▸ **Tareas a realizar**:
1 – Enumera todas las revoluciones que se nombran en el texto sobre Dickens y la evolución.
2 – En el texto sobre Dickens y la evolución, cambia "Valle de la Ambigüedad" por "Valle de la Incertidumbre" y reproduce el fragmento que empieza en "A ver, a ver…" y termina en "Dickens. Un genio.".

A ver, a ver… ¿por dónde empiezo? Ah, sí. En mi camino desde la Ciudad del Escepticismo, tuve que atravesar el Valle de la Ambigüedad. Ya saben, como cuando… a ver cómo era… “Era el mejor de los tiempos, era el peor de los tiempos…” ¿Les suena? Dickens. Un genio.

Es que, bueno, Dickens arranca *Historia de dos ciudades* con uno de los párrafos más potentes de la literatura inglesa. Y no es casualidad, eh. La historia empieza en un momento de cambio, de Revolución Francesa, Revolución Americana, la Revolución Industrial… ¡Un follón! Thomas Paine escribiendo sobre los derechos del hombre, Adam Smith con La riqueza de las naciones… ¡Una época! Y claro, como dice el poeta Wordsworth, “¡Qué dicha era estar vivo en aquella aurora, / Pero ser joven era el cielo mismo!”

Y luego, claro, en el siglo XIX vino Marx y analizó todo ese tinglado. Pero igual, ¿eh? Quizá la visión más profunda de todo ese ambiente vino de otro lado: la teoría de la evolución de Darwin. ¡Ojo! Que antes ya había gente hablando de “diseño sin diseñador”, de “coordinación sin coordinador”. Adam Ferguson, por ejemplo, decía que las naciones se topan con estructuras que son resultado de la acción humana, pero no de un plan humano. Y la famosa “mano invisible” de Smith, pues, a veces se interpreta así.

La adaptación y la selección, que son la base de la evolución, son el proceso por el cual se desarrolla la inteligencia colectiva. Y es la forma en que las empresas exitosas encuentran productos y procesos que se adaptan a lo que necesitan sus clientes. Es lo que llamamos "pluralismo disciplinado": libertad para experimentar, pero también para terminar rápido con lo que no funciona. ¡Y eso es clave para el progreso económico!

Miren, la Reforma Protestante, por ejemplo, sustituyó la autoridad centralizada de la Iglesia Católica por una autoridad descentralizada. En las iglesias presbiterianas, los ancianos, los más sabios y virtuosos de la comunidad, elegían a su propio pastor. Y se animaba a la gente a leer la Biblia por sí mismos. ¡La alfabetización era fundamental! Y eso preparó a los jóvenes para contribuir a los avances intelectuales y científicos, para trabajar en los negocios y para administrar imperios. Otras sectas protestantes, como los cuáqueros, también desconfiaban del dogma. Y, claro, ese pluralismo, esa libertad de pensamiento y la oportunidad de equivocarse, se fomentaba en vez de reprimirse. Así que, futuros Galileos ya no tenían que tenerle miedo a la Inquisición. Y después, vino la Revolución Científica y la Ilustración.

▸ **Datos extraídos**:
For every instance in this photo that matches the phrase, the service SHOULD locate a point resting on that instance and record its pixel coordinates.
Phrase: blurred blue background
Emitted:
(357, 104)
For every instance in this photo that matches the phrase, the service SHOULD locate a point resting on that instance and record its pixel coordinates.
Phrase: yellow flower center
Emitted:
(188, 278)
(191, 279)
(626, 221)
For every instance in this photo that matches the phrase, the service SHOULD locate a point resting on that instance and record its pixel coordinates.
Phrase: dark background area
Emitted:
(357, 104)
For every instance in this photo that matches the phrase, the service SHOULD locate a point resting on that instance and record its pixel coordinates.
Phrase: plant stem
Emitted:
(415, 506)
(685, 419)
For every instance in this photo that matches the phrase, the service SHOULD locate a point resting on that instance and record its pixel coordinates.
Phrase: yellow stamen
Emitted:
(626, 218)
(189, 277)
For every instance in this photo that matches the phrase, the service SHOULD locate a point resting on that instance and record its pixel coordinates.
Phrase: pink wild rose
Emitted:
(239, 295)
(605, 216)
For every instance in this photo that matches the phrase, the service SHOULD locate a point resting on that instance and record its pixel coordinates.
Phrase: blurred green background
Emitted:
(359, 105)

---

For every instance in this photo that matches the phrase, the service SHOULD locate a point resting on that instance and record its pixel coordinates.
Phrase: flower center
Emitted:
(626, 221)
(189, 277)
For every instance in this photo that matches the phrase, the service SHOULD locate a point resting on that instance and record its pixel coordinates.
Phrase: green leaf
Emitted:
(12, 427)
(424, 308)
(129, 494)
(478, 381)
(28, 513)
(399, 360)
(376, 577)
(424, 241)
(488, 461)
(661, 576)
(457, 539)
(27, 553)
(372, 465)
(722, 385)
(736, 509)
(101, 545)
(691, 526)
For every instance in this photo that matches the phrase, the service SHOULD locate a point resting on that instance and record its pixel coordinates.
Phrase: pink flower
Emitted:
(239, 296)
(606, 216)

* * *

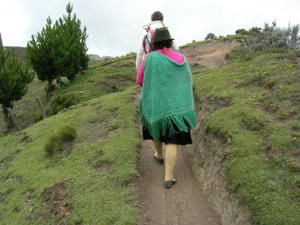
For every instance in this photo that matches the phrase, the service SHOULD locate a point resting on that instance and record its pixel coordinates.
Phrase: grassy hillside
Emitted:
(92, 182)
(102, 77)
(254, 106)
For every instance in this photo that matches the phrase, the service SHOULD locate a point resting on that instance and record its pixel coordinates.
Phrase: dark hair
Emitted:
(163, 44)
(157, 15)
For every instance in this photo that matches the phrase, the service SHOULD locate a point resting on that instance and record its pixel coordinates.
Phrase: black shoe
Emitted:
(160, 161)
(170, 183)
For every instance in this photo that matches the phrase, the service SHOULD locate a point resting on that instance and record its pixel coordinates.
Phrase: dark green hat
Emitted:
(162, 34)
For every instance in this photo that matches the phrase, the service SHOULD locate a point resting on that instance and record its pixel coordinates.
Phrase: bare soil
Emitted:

▸ **Respuestas**:
1 – Revolución Francesa, Revolución Americana, Revolución Industrial, Revolución Científica

2 –
A ver, a ver… ¿por dónde empiezo? Ah, sí. En mi camino desde la Ciudad del Escepticismo, tuve que atravesar el Valle de la Incertidumbre. Ya saben, como cuando… a ver cómo era… “Era el mejor de los tiempos, era el peor de los tiempos…” ¿Les suena? Dickens. Un genio.